From the API proposal thread below, extract the passage starting with "After a chat" and going on through "next action a'.", reproducing it word for word.

Selected text

►

Skip to content
This repository has been archived by the owner on May 21, 2022. It is now read-only.

API proposal #2

Open
sglyon opened this issue Aug 5, 2016 · 27 comments
Open

API proposal #2

sglyon opened this issue Aug 5, 2016 · 27 comments

Comments

@sglyon
Copy link
Contributor

sglyon commented Aug 5, 2016

After a chat with @tbreloff, we roughly decided on the following core API methods:

  • actions(::AbstractEnvironment, s::State) -> A(s): This would return the set A(s) that contains all valid actions from the state s
  • step(::AbstractEnvironment, a::Action) -> s', r: This method returns the next state s' and the reward r associated with taking action a. Note that the current state s is a field of the AbstractEnvironment. This method is also responsible for setting this state field to be s'
  • action(::AbstractPolicy, s'::State, r::Reward, A(s')::Actions) -> a': This method should be implemented by each subtype of AbstractPolicy and should observe a state transition (result of the calling step method with the previous action a) and output the next action a'.

◄

Data extract
►

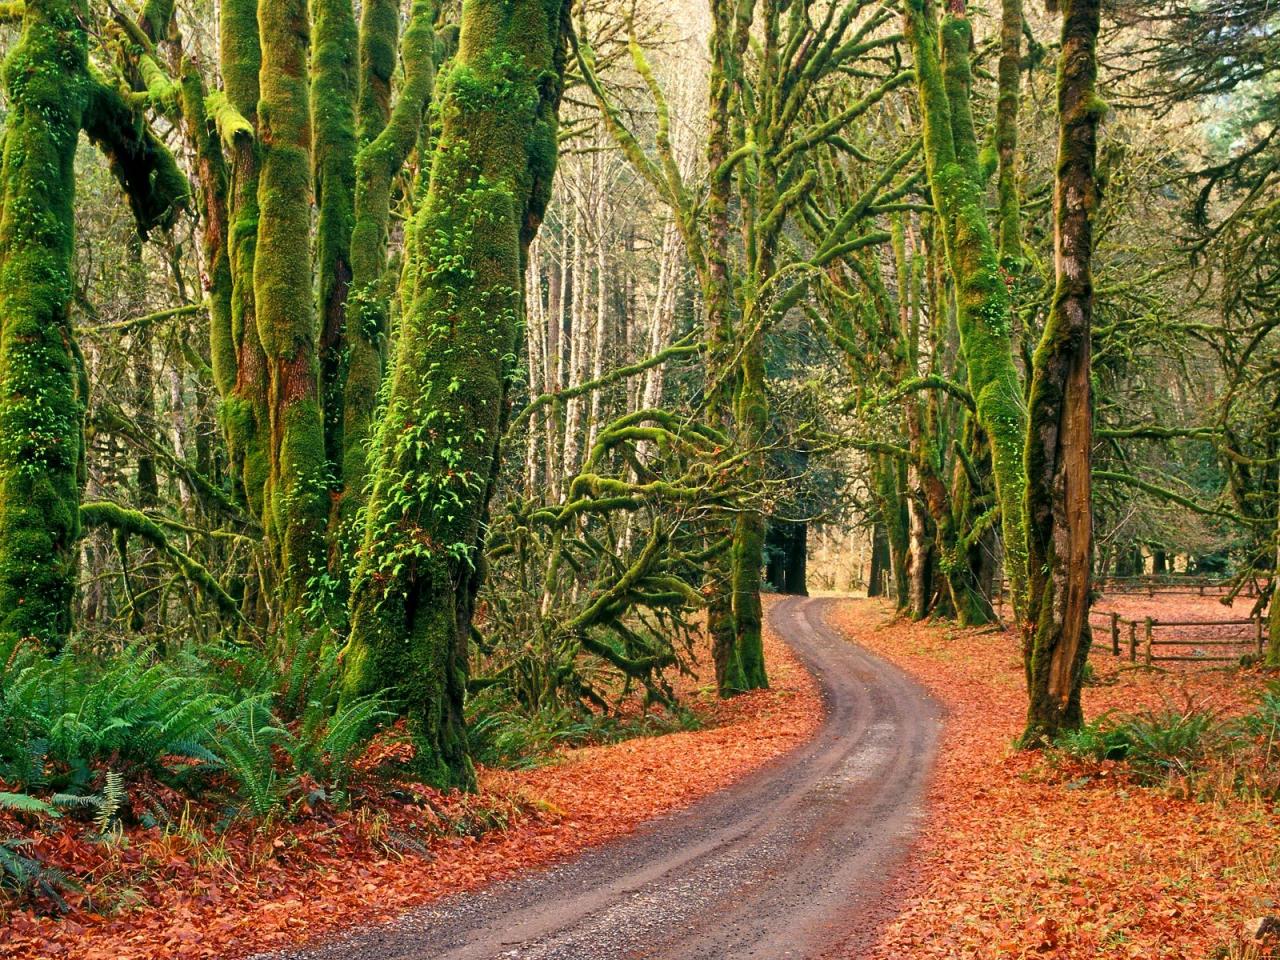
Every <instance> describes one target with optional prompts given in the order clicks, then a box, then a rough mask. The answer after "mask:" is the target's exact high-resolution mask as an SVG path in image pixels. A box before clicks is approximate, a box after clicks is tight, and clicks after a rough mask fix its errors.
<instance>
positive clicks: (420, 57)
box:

◄

Task result
After a chat with @tbreloff, we roughly decided on the following core API methods:

  • actions(::AbstractEnvironment, s::State) -> A(s): This would return the set A(s) that contains all valid actions from the state s
  • step(::AbstractEnvironment, a::Action) -> s', r: This method returns the next state s' and the reward r associated with taking action a. Note that the current state s is a field of the AbstractEnvironment. This method is also responsible for setting this state field to be s'
  • action(::AbstractPolicy, s'::State, r::Reward, A(s')::Actions) -> a': This method should be implemented by each subtype of AbstractPolicy and should observe a state transition (result of the calling step method with the previous action a) and output the next action a'.